• [EXCERPT TO READ]:
The Music of Ezra Laderman, Vol. 4

 

 

the music of

 

Ezra
Laderman

 

 

 

 

 

conducted by

 

Aldo
Parisot

 

 

 

performed by the yale cellos

 

 

 

In 1946 Claus Adam (a fine composer and cellist) introduced me to the composer Stefan Wolpe. For the next three years Wolpe and
his wife Irma (a pianist, and a disciple of Steuermann) became my mentors. As a student in Brooklyn College 1946-50, I took courses with
Miriam Gideon and played in the orchestra where I met the wonderful violinist Isidore Cohen. He bestowed upon me my first
commission which went something like this: “I am going to give a recital at the New School in October. If you can compose a piece for
me I would happily premier it.” I did, and he did. Weekly encounters with the volatile, fascinating Wolpes brought me into a special world. It included a disparate group, some composers, some pianists, including Morton Feldman, Ralph Shapey, David Tudor, Jackie Maxim, and
Isaac Nemiroff. We would meet regularly with the master. I also studied conducting, for a time, with Shapey. He had a unique
affinity for complex rhythms. The world of the serialists became my world, and for a number of years my music was structured on
the twelve tone system.

• [DATASET CONTENT]:
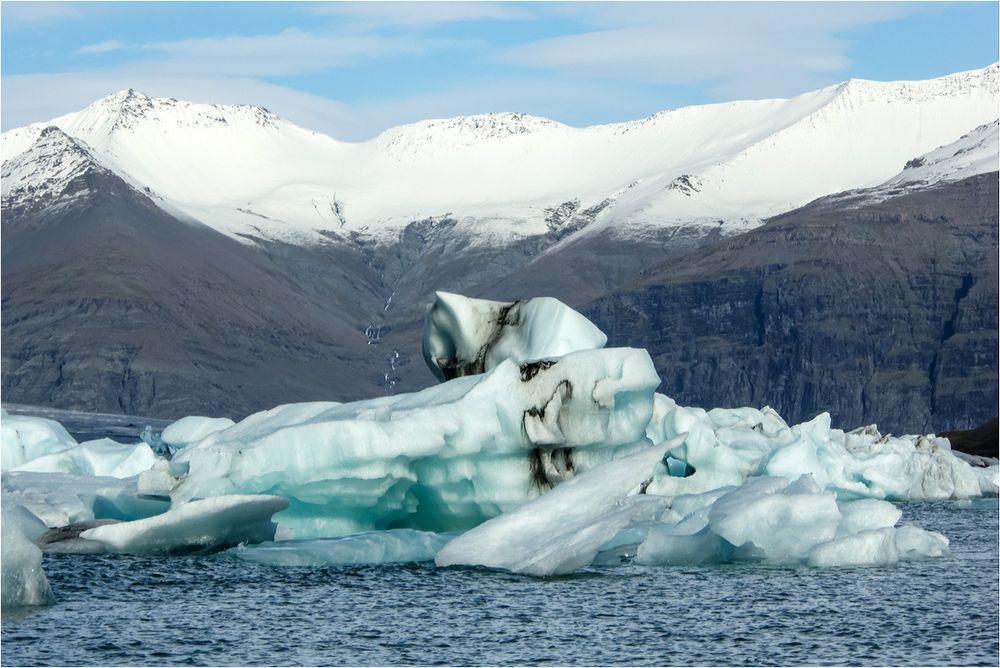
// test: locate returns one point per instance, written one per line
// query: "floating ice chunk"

--

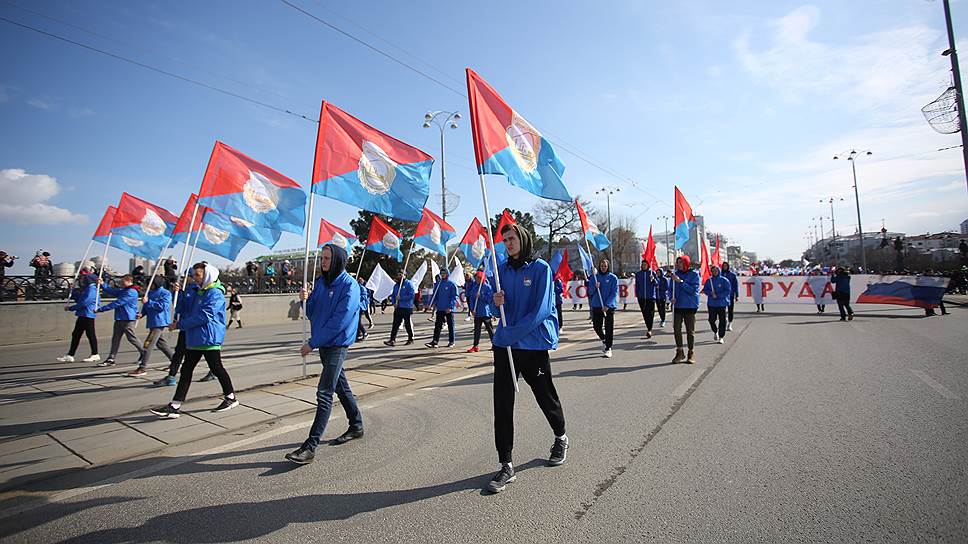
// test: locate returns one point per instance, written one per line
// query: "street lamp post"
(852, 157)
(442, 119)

• [STATED EXERCISE 1]: In the note on Ezra Laderman's music, who gave the writer a first commission?
• [STATED EXERCISE 2]: Please explain, using the note on Ezra Laderman's music, how the writer's first composition commission came about.

• [RESPONSE 1]: Isidore Cohen, the violinist the writer met in the Brooklyn College orchestra.

• [RESPONSE 2]: Isidore Cohen was going to give a recital at the New School in October. He told the writer he would happily premiere a piece if the writer composed one for him. The writer wrote the piece, and Cohen premiered it.